-- SELECTED PASSAGE --
· · · · ·

Metadata-Version: 2.4
Name: kfp-doctor
Version: 1.0.0
Summary: A comprehensive linter for healthy Kubeflow Pipelines with advanced analysis and auto-fix capabilities
Project-URL: Homepage, https://github.com/eswarchandravidyasagar/kfp-doctor
Project-URL: Repository, https://github.com/eswarchandravidyasagar/kfp-doctor
Project-URL: Issues, https://github.com/eswarchandravidyasagar/kfp-doctor/issues
Project-URL: Documentation, https://github.com/eswarchandravidyasagar/kfp-doctor#readme
Project-URL: Changelog, https://github.com/eswarchandravidyasagar/kfp-doctor/blob/main/CHANGELOG.md
Author-email: Eswar Attuluri <eswarattuluri@gmail.com>
License: MIT
License-File: LICENSE
Keywords: kubeflow,kubernetes,linter,mlops,pipelines
Classifier: Development Status :: 4 - Beta
Classifier: Intended Audience :: Developers
Classifier: License :: OSI Approved :: MIT License
Classifier: Operating System :: OS Independent
Classifier: Programming Language :: Python :: 3
Classifier: Programming Language :: Python :: 3.8
Classifier: Programming Language :: Python :: 3.9
Classifier: Programming Language :: Python :: 3.10
Classifier: Programming Language :: Python :: 3.11
Classifier: Programming Language :: Python :: 3.12
Classifier: Topic :: Scientific/Engineering :: Artificial Intelligence
Classifier: Topic :: Software Development :: Quality Assurance
Requires-Python: >=3.8.1
Requires-Dist: build>=1.2.2.post1
Requires-Dist: click>=8.0.0
Requires-Dist: pyyaml>=6.0
Requires-Dist: rich>=13.0.0
Provides-Extra: dev
Requires-Dist: black>=23.0.0; extra == 'dev'
Requires-Dist: flake8>=6.0.0; extra == 'dev'
Requires-Dist: isort>=5.12.0; extra == 'dev'
Requires-Dist: mypy>=1.0.0; extra == 'dev'
Requires-Dist: pre-commit>=3.0.0; extra == 'dev'
Requires-Dist: pytest-cov>=4.0.0; extra == 'dev'
Requires-Dist: pytest>=7.0.0; extra == 'dev'
Provides-Extra: test
Requires-Dist: pytest-cov>=4.0.0; extra == 'test'
Requires-Dist: pytest>=7.0.0; extra == 'test'
Description-Content-Type: text/markdown

# 🩺 kfp-doctor

A comprehensive linter for healthy Kubeflow Pipelines with advanced analysis and auto-fix capabilities.

[![Python 3.8+](https://img.shields.io/badge/python-3.8+-blue.svg)](https://www.python.org/downloads/)
[![License: MIT](https://img.shields.io/badge/License-MIT-yellow.svg)](https://opensource.org/licenses/MIT)

## 🌟 Key Features in v1.0.0

- 🔧 **Auto-fix capabilities** - Automatically fix common pipeline issues
- 📊 **Advanced analysis** - Performance, cost, and complexity analysis
- 🎯 **Smart config generation** - Environment-specific configurations
- 💰 **Cost estimation** - Per-component cost analysis and optimization
- ⚡ **Performance insights** - Bottleneck detection and runtime estimation
- 🎨 **Rich UI enhancements** - Progress indicators, detailed reporting

## 🚀 Features

### Core Linting (10 Comprehensive Checks)

· · · · ·

-- DATA EXTRACT --
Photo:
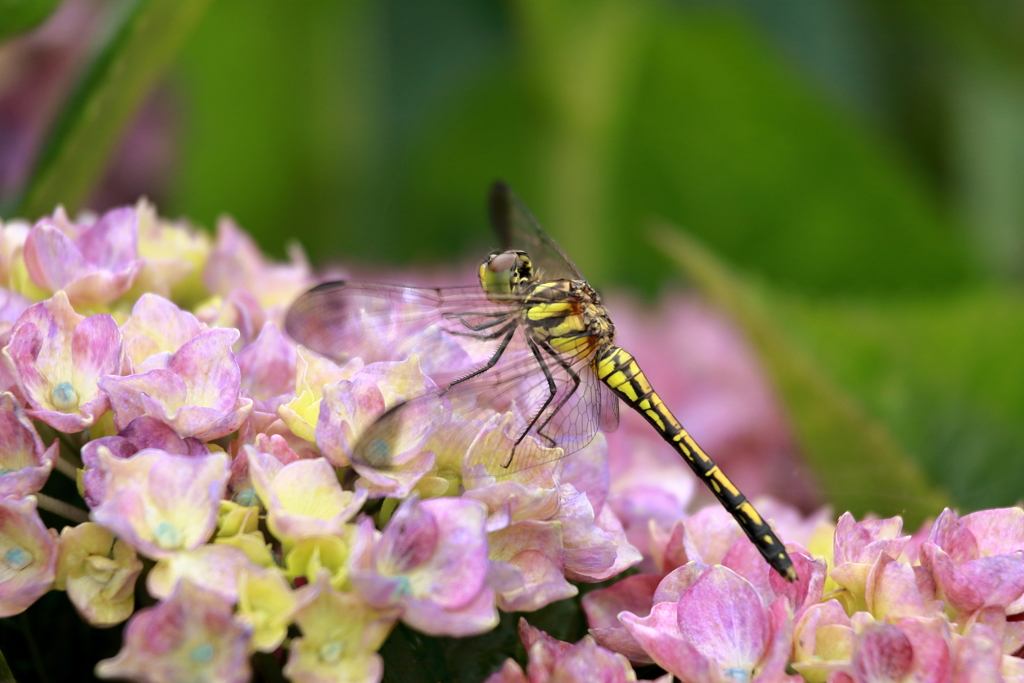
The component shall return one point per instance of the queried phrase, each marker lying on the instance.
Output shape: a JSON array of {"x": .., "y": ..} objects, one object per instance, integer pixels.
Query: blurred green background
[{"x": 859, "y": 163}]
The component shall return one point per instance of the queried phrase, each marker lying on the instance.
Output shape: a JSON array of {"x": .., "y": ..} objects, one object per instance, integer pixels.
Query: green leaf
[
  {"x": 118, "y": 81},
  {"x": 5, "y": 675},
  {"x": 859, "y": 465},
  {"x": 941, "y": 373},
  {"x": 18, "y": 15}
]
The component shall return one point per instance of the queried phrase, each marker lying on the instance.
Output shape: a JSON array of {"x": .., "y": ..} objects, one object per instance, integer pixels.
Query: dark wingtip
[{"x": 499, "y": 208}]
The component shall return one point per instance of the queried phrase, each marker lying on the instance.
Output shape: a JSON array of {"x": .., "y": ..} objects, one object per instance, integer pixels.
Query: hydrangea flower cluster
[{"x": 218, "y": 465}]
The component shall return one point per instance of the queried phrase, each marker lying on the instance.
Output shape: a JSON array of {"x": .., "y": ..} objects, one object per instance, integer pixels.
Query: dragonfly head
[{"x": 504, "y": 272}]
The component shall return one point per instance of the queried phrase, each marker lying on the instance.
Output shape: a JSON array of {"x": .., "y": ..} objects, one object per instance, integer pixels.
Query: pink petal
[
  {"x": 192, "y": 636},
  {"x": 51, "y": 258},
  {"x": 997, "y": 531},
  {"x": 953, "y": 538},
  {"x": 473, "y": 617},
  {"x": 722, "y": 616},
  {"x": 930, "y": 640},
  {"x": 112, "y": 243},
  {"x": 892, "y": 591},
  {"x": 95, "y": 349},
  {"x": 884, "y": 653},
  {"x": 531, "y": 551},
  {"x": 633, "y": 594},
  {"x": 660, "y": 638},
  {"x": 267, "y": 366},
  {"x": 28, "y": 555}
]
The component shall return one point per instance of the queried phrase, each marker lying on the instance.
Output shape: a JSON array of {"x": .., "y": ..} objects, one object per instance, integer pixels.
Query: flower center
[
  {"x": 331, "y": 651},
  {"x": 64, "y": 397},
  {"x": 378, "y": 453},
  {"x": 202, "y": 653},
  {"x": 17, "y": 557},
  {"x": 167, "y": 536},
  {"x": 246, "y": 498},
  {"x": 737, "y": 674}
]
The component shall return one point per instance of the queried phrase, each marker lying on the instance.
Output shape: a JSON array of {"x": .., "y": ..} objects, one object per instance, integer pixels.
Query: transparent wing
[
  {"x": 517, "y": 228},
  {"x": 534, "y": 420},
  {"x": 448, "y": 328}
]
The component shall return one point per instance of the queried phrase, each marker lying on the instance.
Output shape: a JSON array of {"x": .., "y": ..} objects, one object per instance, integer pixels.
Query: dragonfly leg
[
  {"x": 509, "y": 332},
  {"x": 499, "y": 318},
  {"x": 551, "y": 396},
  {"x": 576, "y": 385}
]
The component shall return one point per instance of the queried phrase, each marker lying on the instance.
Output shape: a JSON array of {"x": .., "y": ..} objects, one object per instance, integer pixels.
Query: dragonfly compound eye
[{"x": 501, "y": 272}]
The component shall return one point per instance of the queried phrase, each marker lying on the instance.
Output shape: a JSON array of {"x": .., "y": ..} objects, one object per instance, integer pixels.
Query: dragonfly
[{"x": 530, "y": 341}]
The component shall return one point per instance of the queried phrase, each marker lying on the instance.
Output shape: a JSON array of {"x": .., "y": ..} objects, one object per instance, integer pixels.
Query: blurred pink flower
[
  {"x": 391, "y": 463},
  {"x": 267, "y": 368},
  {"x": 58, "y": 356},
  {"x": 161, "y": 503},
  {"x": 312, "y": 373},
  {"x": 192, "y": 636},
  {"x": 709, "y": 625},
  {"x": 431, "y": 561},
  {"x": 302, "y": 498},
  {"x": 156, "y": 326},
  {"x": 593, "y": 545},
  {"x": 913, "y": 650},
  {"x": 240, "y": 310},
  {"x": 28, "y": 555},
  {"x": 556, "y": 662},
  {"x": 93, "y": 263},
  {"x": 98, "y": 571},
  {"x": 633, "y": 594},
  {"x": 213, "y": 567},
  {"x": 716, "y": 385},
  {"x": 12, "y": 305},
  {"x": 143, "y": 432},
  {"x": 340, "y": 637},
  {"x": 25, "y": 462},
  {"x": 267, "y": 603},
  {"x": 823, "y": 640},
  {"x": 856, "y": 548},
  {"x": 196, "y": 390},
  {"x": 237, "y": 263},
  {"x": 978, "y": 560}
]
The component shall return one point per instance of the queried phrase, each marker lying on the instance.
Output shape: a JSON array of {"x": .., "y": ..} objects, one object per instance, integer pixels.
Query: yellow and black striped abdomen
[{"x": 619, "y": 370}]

· · · · ·

From the kfp-doctor package description, copy the part that opens with the words containing "- 🔧 **Auto-fix" and closes with "(10 Comprehensive Checks)", reproducing it character for character.

-- TASK RESULT --
- 🔧 **Auto-fix capabilities** - Automatically fix common pipeline issues
- 📊 **Advanced analysis** - Performance, cost, and complexity analysis
- 🎯 **Smart config generation** - Environment-specific configurations
- 💰 **Cost estimation** - Per-component cost analysis and optimization
- ⚡ **Performance insights** - Bottleneck detection and runtime estimation
- 🎨 **Rich UI enhancements** - Progress indicators, detailed reporting

## 🚀 Features

### Core Linting (10 Comprehensive Checks)